-------- Page text --------
After 16 Months, There Are Still No Arrests in the Fed’s Trading Scandal

Gunnar Larson g at xny.io
Thu Jan 5 07:10:02 PST 2023


https://wallstreetonparade.com/2023/01/after-16-months-there-are-still-no-arrests-in-the-feds-trading-scandal/


By Pam Martens and Russ Martens: January 5, 2023 ~

Robert Kaplan, President of the Dallas Fed
Robert Kaplan, Former President of the Dallas Fed

This coming Saturday will mark the 16-month anniversary of former Wall
Street Journal reporter Mike Derby setting off a media firestorm with his
reporting that the then President of the Dallas Fed, Robert Kaplan, had
“made multiple million-dollar-plus stock trades in 2020,” a year in which
Kaplan was a voting member of the Fed’s Federal Open Market Committee
(FOMC) with access to inside information.

While the trading scandal spread to numerous other Fed officials, including
Fed Chairman Jerome Powell, the case against Kaplan seemed like a prime
candidate for a criminal investigation by the U.S. Department of Justice.
-------- Provided data --------
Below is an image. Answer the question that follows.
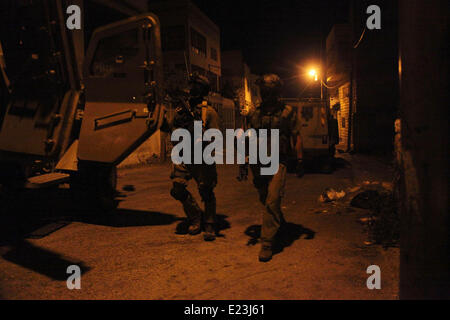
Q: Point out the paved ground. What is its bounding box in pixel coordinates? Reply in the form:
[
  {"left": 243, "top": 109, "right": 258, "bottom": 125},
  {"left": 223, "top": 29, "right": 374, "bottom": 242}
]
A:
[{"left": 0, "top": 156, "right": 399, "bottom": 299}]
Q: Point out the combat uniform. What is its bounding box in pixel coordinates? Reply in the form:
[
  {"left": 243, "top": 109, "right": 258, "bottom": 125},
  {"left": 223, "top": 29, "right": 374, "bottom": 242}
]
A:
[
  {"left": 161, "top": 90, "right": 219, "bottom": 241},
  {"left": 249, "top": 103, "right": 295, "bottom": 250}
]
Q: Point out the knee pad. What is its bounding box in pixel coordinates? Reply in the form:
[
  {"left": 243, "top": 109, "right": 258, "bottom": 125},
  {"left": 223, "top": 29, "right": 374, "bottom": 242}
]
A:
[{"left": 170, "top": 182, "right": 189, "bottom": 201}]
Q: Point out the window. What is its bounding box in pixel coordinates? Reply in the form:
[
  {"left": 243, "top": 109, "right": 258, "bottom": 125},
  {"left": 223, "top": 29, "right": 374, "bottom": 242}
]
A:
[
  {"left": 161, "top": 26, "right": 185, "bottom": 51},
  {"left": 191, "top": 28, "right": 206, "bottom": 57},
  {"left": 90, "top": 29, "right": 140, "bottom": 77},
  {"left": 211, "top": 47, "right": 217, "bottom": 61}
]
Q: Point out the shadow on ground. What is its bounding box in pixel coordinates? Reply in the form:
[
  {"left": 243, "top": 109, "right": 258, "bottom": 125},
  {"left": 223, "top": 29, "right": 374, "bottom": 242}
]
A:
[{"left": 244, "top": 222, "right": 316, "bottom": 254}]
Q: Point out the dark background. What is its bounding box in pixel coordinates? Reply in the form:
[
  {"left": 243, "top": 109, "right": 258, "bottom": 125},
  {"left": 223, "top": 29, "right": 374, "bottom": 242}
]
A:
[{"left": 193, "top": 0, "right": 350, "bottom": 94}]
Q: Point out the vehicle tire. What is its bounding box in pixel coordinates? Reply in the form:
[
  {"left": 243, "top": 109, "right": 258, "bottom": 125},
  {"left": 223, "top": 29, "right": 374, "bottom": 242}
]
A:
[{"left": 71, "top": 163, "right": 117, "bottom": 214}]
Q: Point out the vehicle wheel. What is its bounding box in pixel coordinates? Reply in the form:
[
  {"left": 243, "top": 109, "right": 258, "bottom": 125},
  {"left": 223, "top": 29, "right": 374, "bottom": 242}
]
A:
--------
-------- Provided data --------
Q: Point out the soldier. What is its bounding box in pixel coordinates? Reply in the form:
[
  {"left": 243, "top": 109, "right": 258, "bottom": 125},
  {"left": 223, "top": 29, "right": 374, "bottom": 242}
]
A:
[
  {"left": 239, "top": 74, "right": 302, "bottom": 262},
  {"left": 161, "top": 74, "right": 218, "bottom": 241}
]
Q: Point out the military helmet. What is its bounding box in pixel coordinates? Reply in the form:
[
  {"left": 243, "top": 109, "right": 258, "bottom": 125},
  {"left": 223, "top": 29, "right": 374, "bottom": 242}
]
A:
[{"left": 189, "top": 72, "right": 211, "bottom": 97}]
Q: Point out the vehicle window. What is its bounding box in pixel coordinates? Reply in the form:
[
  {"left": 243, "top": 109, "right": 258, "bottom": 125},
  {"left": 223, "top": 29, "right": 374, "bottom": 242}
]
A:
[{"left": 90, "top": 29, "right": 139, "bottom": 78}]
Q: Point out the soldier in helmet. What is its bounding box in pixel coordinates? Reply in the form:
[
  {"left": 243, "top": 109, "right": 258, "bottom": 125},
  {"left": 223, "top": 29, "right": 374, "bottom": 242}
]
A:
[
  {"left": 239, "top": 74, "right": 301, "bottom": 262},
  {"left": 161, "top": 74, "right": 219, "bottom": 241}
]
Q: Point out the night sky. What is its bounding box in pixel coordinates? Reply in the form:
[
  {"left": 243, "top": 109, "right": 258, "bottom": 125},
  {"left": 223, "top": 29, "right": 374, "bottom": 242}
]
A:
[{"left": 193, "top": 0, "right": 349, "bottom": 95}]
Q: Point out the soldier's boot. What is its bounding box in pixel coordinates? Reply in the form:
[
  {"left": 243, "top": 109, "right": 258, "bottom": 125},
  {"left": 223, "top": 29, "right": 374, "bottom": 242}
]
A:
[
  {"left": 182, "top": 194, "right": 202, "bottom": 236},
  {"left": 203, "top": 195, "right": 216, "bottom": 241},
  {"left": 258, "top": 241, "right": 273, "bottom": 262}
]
--------
- _Goal 1_
In the article on the Fed trading scandal, which reporter first reported Robert Kaplan's stock trades?
- _Goal 2_
Extend the article on the Fed trading scandal, starting after its final sentence.
The items are separate material and have no connection to the article on the Fed trading scandal.

- _Written response 1_
Mike Derby, a former Wall Street Journal reporter.

- _Written response 2_
Not only was Kaplan sitting on inside information gleaned from the Fed, but
he was making market-moving statements himself on television.

When Wall Street On Parade obtained Kaplan’s trading records from the
Dallas Fed shortly after Derby’s article appeared, it became clear that the
stock trading was the least of the problem. Kaplan had also engaged in a
far more brazen type of trading for a man sitting on inside information.

With the apparent approval of the then General Counsel/Ethics Officer of
the Dallas Fed, Sharon Sweeney, who had signed her name to Kaplan’s trading
records for years, Kaplan had repeatedly placed million-dollar-plus trades
in S&P 500 futures and had been doing so for the entire five years he had
been at the Dallas Fed. (See Kaplan’s financial disclosure forms from 2015
through 2020 here.)

S&P 500 futures allow an individual to trade almost around the clock from
Sunday evening to Friday evening, while stock exchanges in the U.S. are
open only on weekdays from 9:30 a.m. to 4:00 p.m. ET. S&P 500 futures gave
Kaplan access to making directional bets on where the market would go after
the stock market closed, which is typically when the Fed makes
market-moving announcements. The most popular and liquid S&P 500 futures
contract is the E-mini. A trader can obtain as much as 95 percent leverage
on this contract – far more than the 50 percent leverage that is available
for stock trades.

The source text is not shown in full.